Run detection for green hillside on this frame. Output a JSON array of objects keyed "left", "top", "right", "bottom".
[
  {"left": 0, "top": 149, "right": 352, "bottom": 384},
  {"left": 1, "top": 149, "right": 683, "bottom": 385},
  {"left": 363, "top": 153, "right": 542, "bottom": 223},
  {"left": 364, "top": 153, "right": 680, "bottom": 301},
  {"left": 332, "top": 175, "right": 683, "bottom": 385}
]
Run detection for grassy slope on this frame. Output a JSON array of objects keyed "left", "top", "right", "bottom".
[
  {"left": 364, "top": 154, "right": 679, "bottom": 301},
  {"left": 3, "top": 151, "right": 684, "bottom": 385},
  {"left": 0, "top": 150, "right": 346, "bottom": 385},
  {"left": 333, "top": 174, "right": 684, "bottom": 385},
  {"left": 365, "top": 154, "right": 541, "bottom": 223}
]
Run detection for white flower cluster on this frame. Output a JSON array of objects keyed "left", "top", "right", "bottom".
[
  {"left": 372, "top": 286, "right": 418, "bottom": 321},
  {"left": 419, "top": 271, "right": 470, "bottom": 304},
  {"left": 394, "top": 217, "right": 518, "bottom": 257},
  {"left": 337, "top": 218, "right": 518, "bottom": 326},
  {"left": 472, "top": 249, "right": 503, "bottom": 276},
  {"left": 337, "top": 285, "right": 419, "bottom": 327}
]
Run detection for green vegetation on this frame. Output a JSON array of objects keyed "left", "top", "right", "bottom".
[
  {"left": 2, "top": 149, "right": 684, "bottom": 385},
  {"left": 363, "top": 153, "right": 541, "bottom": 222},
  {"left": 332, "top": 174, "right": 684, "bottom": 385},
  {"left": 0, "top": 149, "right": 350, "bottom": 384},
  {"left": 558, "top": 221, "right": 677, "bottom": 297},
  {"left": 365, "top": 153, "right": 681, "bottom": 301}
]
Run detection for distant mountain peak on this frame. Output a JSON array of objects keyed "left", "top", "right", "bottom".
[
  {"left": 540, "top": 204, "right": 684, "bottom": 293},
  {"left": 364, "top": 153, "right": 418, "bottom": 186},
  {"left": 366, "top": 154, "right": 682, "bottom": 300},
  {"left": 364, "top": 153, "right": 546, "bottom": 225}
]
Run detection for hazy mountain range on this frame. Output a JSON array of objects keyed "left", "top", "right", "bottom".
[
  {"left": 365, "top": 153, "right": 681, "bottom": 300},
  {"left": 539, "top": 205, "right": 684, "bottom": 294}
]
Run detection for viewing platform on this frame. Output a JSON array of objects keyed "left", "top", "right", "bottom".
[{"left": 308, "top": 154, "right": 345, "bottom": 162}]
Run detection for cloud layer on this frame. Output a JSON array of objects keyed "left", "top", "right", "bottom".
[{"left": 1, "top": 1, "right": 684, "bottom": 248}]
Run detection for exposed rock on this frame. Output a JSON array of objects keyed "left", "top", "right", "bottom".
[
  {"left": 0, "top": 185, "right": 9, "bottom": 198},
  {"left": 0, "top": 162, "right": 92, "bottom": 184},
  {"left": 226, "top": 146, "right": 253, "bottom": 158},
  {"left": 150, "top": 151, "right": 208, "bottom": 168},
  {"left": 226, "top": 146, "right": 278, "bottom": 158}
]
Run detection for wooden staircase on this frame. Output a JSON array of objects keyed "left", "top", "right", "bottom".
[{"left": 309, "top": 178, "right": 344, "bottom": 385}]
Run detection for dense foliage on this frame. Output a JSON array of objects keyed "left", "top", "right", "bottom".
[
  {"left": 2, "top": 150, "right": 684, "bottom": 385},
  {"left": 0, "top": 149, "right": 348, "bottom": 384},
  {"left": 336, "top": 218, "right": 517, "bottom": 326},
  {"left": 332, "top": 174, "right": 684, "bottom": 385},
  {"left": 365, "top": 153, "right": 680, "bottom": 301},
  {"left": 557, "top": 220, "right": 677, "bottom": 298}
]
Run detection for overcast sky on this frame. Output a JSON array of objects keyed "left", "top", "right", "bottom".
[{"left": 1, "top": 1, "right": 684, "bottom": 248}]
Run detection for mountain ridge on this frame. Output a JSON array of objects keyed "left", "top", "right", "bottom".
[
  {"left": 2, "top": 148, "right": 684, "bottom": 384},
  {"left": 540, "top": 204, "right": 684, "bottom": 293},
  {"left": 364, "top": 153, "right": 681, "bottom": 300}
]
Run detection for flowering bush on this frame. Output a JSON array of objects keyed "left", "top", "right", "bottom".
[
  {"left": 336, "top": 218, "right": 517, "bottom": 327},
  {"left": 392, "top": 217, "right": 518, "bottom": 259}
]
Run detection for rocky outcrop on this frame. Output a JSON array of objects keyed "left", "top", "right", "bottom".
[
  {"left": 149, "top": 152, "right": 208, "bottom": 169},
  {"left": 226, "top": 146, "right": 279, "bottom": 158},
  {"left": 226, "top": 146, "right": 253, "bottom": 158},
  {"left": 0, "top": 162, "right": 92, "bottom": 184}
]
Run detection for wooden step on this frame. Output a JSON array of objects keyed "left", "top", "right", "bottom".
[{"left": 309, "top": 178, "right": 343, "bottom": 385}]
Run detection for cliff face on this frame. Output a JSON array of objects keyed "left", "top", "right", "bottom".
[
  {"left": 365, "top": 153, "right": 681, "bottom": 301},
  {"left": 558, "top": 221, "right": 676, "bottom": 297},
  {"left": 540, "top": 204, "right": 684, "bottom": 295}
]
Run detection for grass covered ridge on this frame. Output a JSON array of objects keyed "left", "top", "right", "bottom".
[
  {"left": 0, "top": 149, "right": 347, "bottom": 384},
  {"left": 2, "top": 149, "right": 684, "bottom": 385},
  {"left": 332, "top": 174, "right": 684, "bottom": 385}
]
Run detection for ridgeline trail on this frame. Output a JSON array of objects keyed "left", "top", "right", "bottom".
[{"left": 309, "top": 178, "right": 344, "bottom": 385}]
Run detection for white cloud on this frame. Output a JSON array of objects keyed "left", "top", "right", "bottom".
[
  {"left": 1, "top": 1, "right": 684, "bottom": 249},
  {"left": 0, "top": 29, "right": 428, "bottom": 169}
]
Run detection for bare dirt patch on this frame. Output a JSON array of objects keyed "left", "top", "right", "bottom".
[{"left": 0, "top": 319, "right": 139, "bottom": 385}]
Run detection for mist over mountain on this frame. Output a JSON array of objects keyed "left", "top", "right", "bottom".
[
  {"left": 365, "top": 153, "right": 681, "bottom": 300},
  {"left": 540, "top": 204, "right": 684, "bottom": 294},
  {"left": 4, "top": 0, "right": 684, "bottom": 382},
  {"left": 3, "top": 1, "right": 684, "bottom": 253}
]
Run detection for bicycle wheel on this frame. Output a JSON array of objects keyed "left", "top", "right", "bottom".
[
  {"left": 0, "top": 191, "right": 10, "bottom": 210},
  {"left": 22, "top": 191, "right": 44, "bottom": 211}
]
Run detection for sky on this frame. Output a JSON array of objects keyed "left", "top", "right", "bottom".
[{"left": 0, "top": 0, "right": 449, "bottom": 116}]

EXERCISE PROMPT: Reproduce each entry precisely, so that nothing differs from the original.

WRITTEN SOLUTION:
Run detection for green hillside on this frame. Output a JSON array of objects keyed "left", "top", "right", "bottom".
[
  {"left": 0, "top": 149, "right": 352, "bottom": 384},
  {"left": 1, "top": 149, "right": 683, "bottom": 385},
  {"left": 363, "top": 153, "right": 542, "bottom": 223},
  {"left": 364, "top": 153, "right": 680, "bottom": 301},
  {"left": 332, "top": 175, "right": 683, "bottom": 385}
]
Run detection for grassy slope on this frame. Output a JSON array of objects keyed "left", "top", "right", "bottom".
[
  {"left": 364, "top": 154, "right": 679, "bottom": 301},
  {"left": 3, "top": 151, "right": 684, "bottom": 385},
  {"left": 0, "top": 150, "right": 346, "bottom": 385},
  {"left": 333, "top": 174, "right": 684, "bottom": 385},
  {"left": 365, "top": 154, "right": 541, "bottom": 223}
]
Run detection for white flower cluster on this frame. Output a JSON array of objects keyed "left", "top", "right", "bottom".
[
  {"left": 372, "top": 286, "right": 418, "bottom": 321},
  {"left": 419, "top": 271, "right": 470, "bottom": 304},
  {"left": 394, "top": 217, "right": 518, "bottom": 257},
  {"left": 337, "top": 218, "right": 518, "bottom": 326},
  {"left": 472, "top": 249, "right": 503, "bottom": 276},
  {"left": 337, "top": 285, "right": 419, "bottom": 327}
]
Run detection for green vegetation on this frame. Output a JSON array of objects keyed "left", "top", "right", "bottom".
[
  {"left": 2, "top": 149, "right": 684, "bottom": 385},
  {"left": 363, "top": 153, "right": 541, "bottom": 222},
  {"left": 332, "top": 174, "right": 684, "bottom": 385},
  {"left": 0, "top": 149, "right": 350, "bottom": 384},
  {"left": 558, "top": 221, "right": 677, "bottom": 297},
  {"left": 365, "top": 153, "right": 681, "bottom": 301}
]
Run detection for distant mountain peak on this frame. Output a JSON array of objects keyed "left", "top", "right", "bottom".
[
  {"left": 540, "top": 204, "right": 684, "bottom": 293},
  {"left": 364, "top": 153, "right": 418, "bottom": 186},
  {"left": 366, "top": 154, "right": 682, "bottom": 300},
  {"left": 364, "top": 153, "right": 546, "bottom": 225}
]
Run detection for hazy mountain range on this frame. Output a JSON array of objects keyed "left", "top", "right", "bottom".
[
  {"left": 365, "top": 153, "right": 681, "bottom": 300},
  {"left": 539, "top": 205, "right": 684, "bottom": 294}
]
Run detection for viewing platform on this frame. Output a JSON array of objects keyed "left", "top", "right", "bottom".
[{"left": 308, "top": 154, "right": 345, "bottom": 162}]
Run detection for cloud layer on this frame. Output a JSON array of objects keyed "left", "top", "right", "bottom".
[{"left": 1, "top": 1, "right": 684, "bottom": 248}]
Run detection for exposed rock on this frame. Output a JSON array of objects keyed "left", "top", "right", "bottom".
[
  {"left": 0, "top": 185, "right": 9, "bottom": 198},
  {"left": 0, "top": 162, "right": 92, "bottom": 184},
  {"left": 226, "top": 146, "right": 253, "bottom": 158},
  {"left": 150, "top": 151, "right": 208, "bottom": 168},
  {"left": 226, "top": 146, "right": 278, "bottom": 158}
]
Run detection for wooden staircase on this frame. Output a JSON array of objects keyed "left", "top", "right", "bottom".
[{"left": 309, "top": 178, "right": 344, "bottom": 385}]
Run detection for dense foliage on this frame. Output a JSON array of objects keyed "left", "top", "right", "bottom".
[
  {"left": 2, "top": 150, "right": 684, "bottom": 385},
  {"left": 0, "top": 149, "right": 348, "bottom": 384},
  {"left": 336, "top": 218, "right": 517, "bottom": 326},
  {"left": 332, "top": 174, "right": 684, "bottom": 385},
  {"left": 365, "top": 153, "right": 680, "bottom": 301},
  {"left": 557, "top": 220, "right": 677, "bottom": 298}
]
Run detection for overcast sky on this frame. Output a JSON array of objects keyed "left", "top", "right", "bottom".
[{"left": 1, "top": 1, "right": 684, "bottom": 248}]
Run detection for mountain ridge on this frame. Output a JSON array of objects keyed "left", "top", "right", "bottom".
[
  {"left": 2, "top": 148, "right": 684, "bottom": 384},
  {"left": 540, "top": 204, "right": 684, "bottom": 293},
  {"left": 364, "top": 153, "right": 681, "bottom": 300}
]
Run detection for flowering bush on this frame. Output a JSON array of objects keyed "left", "top", "right", "bottom".
[
  {"left": 336, "top": 218, "right": 517, "bottom": 327},
  {"left": 392, "top": 217, "right": 518, "bottom": 259}
]
Run detection for rocky outcrop on this frame. Output a JSON array of objects keyed "left", "top", "right", "bottom".
[
  {"left": 149, "top": 152, "right": 208, "bottom": 169},
  {"left": 226, "top": 146, "right": 279, "bottom": 158},
  {"left": 226, "top": 146, "right": 253, "bottom": 158},
  {"left": 0, "top": 162, "right": 92, "bottom": 184}
]
Run detection for wooden step on this frame. Output a JSON array of objects keyed "left", "top", "right", "bottom".
[{"left": 309, "top": 178, "right": 343, "bottom": 385}]
Run detection for cliff face on this frame. Output a JSON array of objects keyed "left", "top", "right", "bottom".
[
  {"left": 365, "top": 153, "right": 681, "bottom": 301},
  {"left": 558, "top": 221, "right": 676, "bottom": 297},
  {"left": 540, "top": 204, "right": 684, "bottom": 295}
]
Run detection for grass covered ridge on this frame. Output a JSON array of objects keyed "left", "top", "right", "bottom".
[
  {"left": 0, "top": 149, "right": 347, "bottom": 384},
  {"left": 2, "top": 149, "right": 684, "bottom": 385},
  {"left": 332, "top": 174, "right": 684, "bottom": 385}
]
Run detection for ridgeline trail on this frame. Output a JSON array of objects keyed "left", "top", "right", "bottom".
[{"left": 309, "top": 178, "right": 344, "bottom": 385}]
Run detection for white cloud on this frame. Output a JSON array of objects keyed "left", "top", "right", "bottom".
[
  {"left": 1, "top": 1, "right": 684, "bottom": 249},
  {"left": 0, "top": 29, "right": 428, "bottom": 169}
]
Run detection for bare dirt patch on this frame. Output a JSON array of objects keyed "left", "top", "right", "bottom".
[{"left": 0, "top": 319, "right": 139, "bottom": 385}]
Run detection for mist over mountain on this frame. Output a JSON array of objects keyed "left", "top", "right", "bottom".
[
  {"left": 365, "top": 153, "right": 681, "bottom": 300},
  {"left": 540, "top": 204, "right": 684, "bottom": 294},
  {"left": 4, "top": 0, "right": 684, "bottom": 382},
  {"left": 3, "top": 1, "right": 684, "bottom": 253}
]
Run detection for bicycle wheel on this frame. Output a JSON array of objects keyed "left", "top", "right", "bottom".
[
  {"left": 0, "top": 191, "right": 10, "bottom": 210},
  {"left": 22, "top": 191, "right": 44, "bottom": 211}
]
Run detection for sky on this frame. Output a JSON array of objects keyed "left", "top", "right", "bottom".
[{"left": 0, "top": 0, "right": 449, "bottom": 116}]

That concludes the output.